ABOUT THIS TASK:
Copy the entries below word for word, leaving out the pictures.

DATASET EXCERPTS:
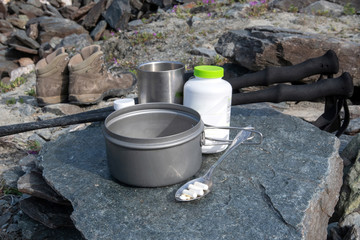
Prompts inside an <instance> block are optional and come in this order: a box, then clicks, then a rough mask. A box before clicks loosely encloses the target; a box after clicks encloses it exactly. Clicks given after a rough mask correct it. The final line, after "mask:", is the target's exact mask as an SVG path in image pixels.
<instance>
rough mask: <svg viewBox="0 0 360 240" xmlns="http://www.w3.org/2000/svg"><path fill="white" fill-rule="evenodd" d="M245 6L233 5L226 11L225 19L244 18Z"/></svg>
mask: <svg viewBox="0 0 360 240" xmlns="http://www.w3.org/2000/svg"><path fill="white" fill-rule="evenodd" d="M246 7H247V4H243V3H235V4H233V7H232V8H231V9H229V10H228V11H226V13H225V16H226V17H227V18H243V17H245V16H246Z"/></svg>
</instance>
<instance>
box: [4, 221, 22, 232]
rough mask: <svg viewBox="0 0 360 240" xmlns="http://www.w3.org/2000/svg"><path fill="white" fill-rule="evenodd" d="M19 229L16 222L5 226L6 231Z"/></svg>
mask: <svg viewBox="0 0 360 240" xmlns="http://www.w3.org/2000/svg"><path fill="white" fill-rule="evenodd" d="M19 230H20V228H19V225H18V224H16V223H12V224H10V225H9V226H8V227H7V229H6V232H7V233H13V232H17V231H19Z"/></svg>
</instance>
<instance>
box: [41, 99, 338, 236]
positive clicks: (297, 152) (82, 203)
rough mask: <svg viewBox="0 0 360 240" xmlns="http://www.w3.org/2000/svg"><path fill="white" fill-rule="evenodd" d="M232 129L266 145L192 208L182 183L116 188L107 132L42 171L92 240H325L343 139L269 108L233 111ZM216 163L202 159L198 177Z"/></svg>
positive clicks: (209, 155)
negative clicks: (109, 152)
mask: <svg viewBox="0 0 360 240" xmlns="http://www.w3.org/2000/svg"><path fill="white" fill-rule="evenodd" d="M231 125H232V126H243V127H244V126H248V125H252V126H254V127H255V128H256V130H258V131H260V132H262V133H263V135H264V141H263V143H262V144H261V145H259V146H254V145H242V146H239V147H238V149H236V150H235V151H234V152H233V153H232V154H230V155H229V156H228V157H227V159H226V160H225V161H224V162H223V163H222V164H221V166H219V167H218V168H217V169H216V170H215V172H214V176H213V181H214V187H213V190H212V192H211V193H210V194H209V195H207V196H206V197H205V198H204V199H202V200H199V201H195V202H188V203H178V202H176V201H175V199H174V194H175V191H176V190H177V189H178V188H179V187H180V186H181V184H175V185H172V186H168V187H161V188H136V187H130V186H127V185H123V184H120V183H118V182H117V181H115V180H114V178H112V177H111V175H110V172H109V169H108V166H107V160H106V151H105V143H104V137H103V135H102V132H101V125H100V124H93V125H91V126H89V127H88V128H87V129H85V130H83V131H77V132H72V133H68V134H66V135H63V136H62V137H60V138H59V139H58V140H57V141H55V142H49V143H48V144H46V145H45V146H44V147H43V149H42V151H41V153H40V155H41V157H40V158H39V159H40V163H39V165H40V167H41V168H42V169H43V176H44V178H45V179H46V181H47V182H48V183H49V184H50V185H51V186H52V187H53V188H54V189H55V190H56V191H57V192H59V193H60V194H61V195H63V196H64V197H65V198H66V199H68V200H69V201H70V202H71V203H72V205H73V207H74V211H73V213H72V214H71V219H72V220H73V222H74V224H75V227H76V228H77V229H78V230H79V231H80V232H81V233H82V234H83V236H84V237H85V238H86V239H98V240H100V239H184V238H187V237H189V236H191V239H208V238H209V236H211V238H212V239H220V238H222V239H230V238H231V239H289V240H291V239H326V235H327V233H326V231H327V225H328V220H329V216H331V215H332V214H333V210H334V207H335V204H336V202H337V199H338V195H339V190H340V186H341V184H342V166H343V165H342V160H341V158H340V157H339V155H338V150H339V140H338V139H337V138H336V137H334V136H333V135H331V134H329V133H327V132H324V131H321V130H319V129H318V128H316V127H314V126H313V125H311V124H309V123H306V122H305V121H303V120H300V119H298V118H295V117H291V116H287V115H284V114H282V113H280V112H277V111H275V110H272V109H270V108H269V107H267V106H266V105H265V104H254V105H244V106H237V107H233V108H232V118H231ZM234 134H235V133H232V134H231V136H232V137H234ZM65 149H66V150H65ZM64 150H65V151H64ZM219 156H220V154H213V155H204V156H203V165H202V167H201V170H200V171H199V173H197V174H196V176H200V175H202V174H204V173H205V171H206V170H207V169H208V168H209V167H210V166H211V165H212V164H213V163H214V162H215V161H216V160H217V159H218V157H219Z"/></svg>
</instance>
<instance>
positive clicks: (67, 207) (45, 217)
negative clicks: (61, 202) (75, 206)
mask: <svg viewBox="0 0 360 240" xmlns="http://www.w3.org/2000/svg"><path fill="white" fill-rule="evenodd" d="M20 208H21V210H22V211H23V212H24V213H25V214H26V215H28V216H29V217H31V218H32V219H34V220H36V221H38V222H41V223H42V224H44V225H45V226H47V227H49V228H59V227H73V223H72V221H71V219H70V214H71V212H72V207H70V206H64V205H58V204H54V203H51V202H48V201H46V200H43V199H39V198H35V197H29V198H26V199H23V200H21V201H20Z"/></svg>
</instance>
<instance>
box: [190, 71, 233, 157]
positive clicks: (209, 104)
mask: <svg viewBox="0 0 360 240" xmlns="http://www.w3.org/2000/svg"><path fill="white" fill-rule="evenodd" d="M194 76H195V77H194V78H191V79H189V80H188V81H187V82H186V83H185V85H184V106H187V107H190V108H192V109H194V110H196V111H198V112H199V114H200V116H201V119H202V121H203V122H204V124H208V125H212V126H220V127H228V126H230V114H231V96H232V87H231V85H230V84H229V83H228V82H227V81H225V80H223V79H222V77H223V76H224V69H223V68H222V67H217V66H209V65H202V66H197V67H195V68H194ZM205 137H208V138H216V139H223V140H229V129H205ZM205 143H206V144H205V145H208V144H211V143H214V142H213V141H209V140H206V141H205ZM227 146H228V145H226V144H224V145H212V146H202V152H203V153H217V152H221V151H224V150H225V149H226V147H227Z"/></svg>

ANSWER AREA:
Prompts inside an <instance> block are optional and come in this order: a box, then clicks, then a rough mask. A box before clicks loosely encloses the target; a box after clicks encloses it exactly. Clicks given after a rough mask correct it. The final line, after "mask:", is the target's exact mask as an SVG path in image pixels.
<instance>
rough mask: <svg viewBox="0 0 360 240" xmlns="http://www.w3.org/2000/svg"><path fill="white" fill-rule="evenodd" d="M245 6L233 5L226 11L225 19L244 18Z"/></svg>
mask: <svg viewBox="0 0 360 240" xmlns="http://www.w3.org/2000/svg"><path fill="white" fill-rule="evenodd" d="M246 7H247V4H243V3H235V4H233V7H232V8H231V9H229V10H228V11H226V13H225V16H226V17H227V18H243V17H245V16H246Z"/></svg>
</instance>
<instance>
box: [4, 221, 22, 232]
rough mask: <svg viewBox="0 0 360 240" xmlns="http://www.w3.org/2000/svg"><path fill="white" fill-rule="evenodd" d="M19 229L16 222L5 226L6 231Z"/></svg>
mask: <svg viewBox="0 0 360 240" xmlns="http://www.w3.org/2000/svg"><path fill="white" fill-rule="evenodd" d="M19 230H20V228H19V225H18V224H16V223H12V224H10V225H9V226H8V227H7V229H6V232H7V233H13V232H17V231H19Z"/></svg>
</instance>
<instance>
box: [41, 99, 338, 236]
positive clicks: (297, 152) (82, 203)
rough mask: <svg viewBox="0 0 360 240" xmlns="http://www.w3.org/2000/svg"><path fill="white" fill-rule="evenodd" d="M232 129L266 145L192 208L182 183L116 188L107 132L42 171L92 240H325L343 139L269 108L233 111ZM216 163L202 159L198 177Z"/></svg>
positive clicks: (209, 155)
negative clicks: (109, 152)
mask: <svg viewBox="0 0 360 240" xmlns="http://www.w3.org/2000/svg"><path fill="white" fill-rule="evenodd" d="M231 125H232V126H243V127H244V126H248V125H252V126H254V127H255V128H256V130H258V131H260V132H262V133H263V135H264V141H263V143H262V144H261V145H259V146H254V145H242V146H239V147H238V149H236V150H235V151H234V152H233V153H232V154H230V155H229V156H228V157H227V159H226V160H225V161H224V162H223V163H222V164H221V166H219V167H218V168H217V169H216V170H215V172H214V176H213V181H214V187H213V190H212V192H211V193H210V194H209V195H207V196H206V197H205V198H204V199H202V200H199V201H195V202H188V203H178V202H176V201H175V199H174V194H175V191H176V190H177V189H178V188H179V187H180V186H181V184H175V185H172V186H168V187H161V188H136V187H130V186H127V185H123V184H120V183H118V182H117V181H115V180H114V178H112V177H111V175H110V172H109V169H108V166H107V160H106V151H105V143H104V137H103V135H102V132H101V125H100V124H93V125H91V126H89V127H88V128H87V129H85V130H83V131H77V132H72V133H68V134H66V135H63V136H62V137H60V138H59V139H58V140H57V141H55V142H49V143H48V144H46V145H45V146H44V147H43V149H42V151H41V153H40V155H41V157H40V158H39V159H40V163H39V165H40V167H41V168H42V169H43V176H44V178H45V179H46V181H47V182H48V183H49V184H50V185H51V186H52V187H53V188H54V189H55V190H56V191H57V192H59V193H60V194H61V195H63V196H64V197H65V198H66V199H68V200H69V201H70V202H71V203H72V205H73V207H74V211H73V213H72V214H71V219H72V220H73V222H74V224H75V227H76V228H77V229H78V230H79V231H80V232H81V233H82V234H83V236H84V237H85V238H86V239H98V240H100V239H184V238H187V237H189V236H191V239H208V238H209V236H211V238H212V239H220V238H222V239H230V238H231V239H289V240H291V239H326V235H327V233H326V231H327V225H328V220H329V216H331V215H332V214H333V210H334V207H335V204H336V202H337V199H338V195H339V190H340V186H341V184H342V166H343V165H342V160H341V158H340V157H339V155H338V150H339V140H338V139H337V138H336V137H334V136H333V135H331V134H329V133H327V132H324V131H321V130H319V129H318V128H316V127H314V126H313V125H311V124H309V123H306V122H305V121H303V120H300V119H298V118H295V117H291V116H287V115H284V114H282V113H280V112H277V111H275V110H272V109H270V108H269V107H267V106H266V105H265V104H254V105H244V106H237V107H233V108H232V118H231ZM234 134H235V133H232V134H231V136H232V137H234ZM65 149H66V150H65ZM64 150H65V151H64ZM219 156H220V154H213V155H204V156H203V165H202V167H201V170H200V171H199V173H197V174H196V176H200V175H202V174H204V173H205V171H206V170H207V169H208V168H209V167H210V166H211V165H212V164H213V163H214V162H215V161H216V160H217V159H218V157H219Z"/></svg>
</instance>
<instance>
positive clicks: (67, 207) (45, 217)
negative clicks: (61, 202) (75, 206)
mask: <svg viewBox="0 0 360 240" xmlns="http://www.w3.org/2000/svg"><path fill="white" fill-rule="evenodd" d="M20 208H21V210H22V211H23V212H24V213H25V214H26V215H28V216H29V217H31V218H32V219H34V220H36V221H38V222H41V223H42V224H44V225H45V226H47V227H49V228H59V227H73V223H72V221H71V219H70V214H71V212H72V207H70V206H64V205H58V204H54V203H51V202H48V201H46V200H43V199H39V198H35V197H29V198H26V199H23V200H21V201H20Z"/></svg>
</instance>
<instance>
box: [190, 71, 233, 157]
positive clicks: (209, 104)
mask: <svg viewBox="0 0 360 240" xmlns="http://www.w3.org/2000/svg"><path fill="white" fill-rule="evenodd" d="M194 76H195V77H194V78H191V79H189V80H188V81H187V82H186V83H185V85H184V106H187V107H190V108H192V109H194V110H196V111H198V112H199V114H200V116H201V119H202V121H203V122H204V124H208V125H212V126H220V127H228V126H230V114H231V96H232V87H231V85H230V84H229V83H228V82H227V81H225V80H223V79H222V77H223V76H224V69H223V68H222V67H217V66H209V65H202V66H197V67H195V68H194ZM205 137H208V138H216V139H223V140H229V129H205ZM205 143H206V144H205V145H208V144H211V143H214V142H213V141H209V140H206V141H205ZM227 146H228V145H226V144H224V145H212V146H202V152H203V153H217V152H221V151H224V150H225V149H226V147H227Z"/></svg>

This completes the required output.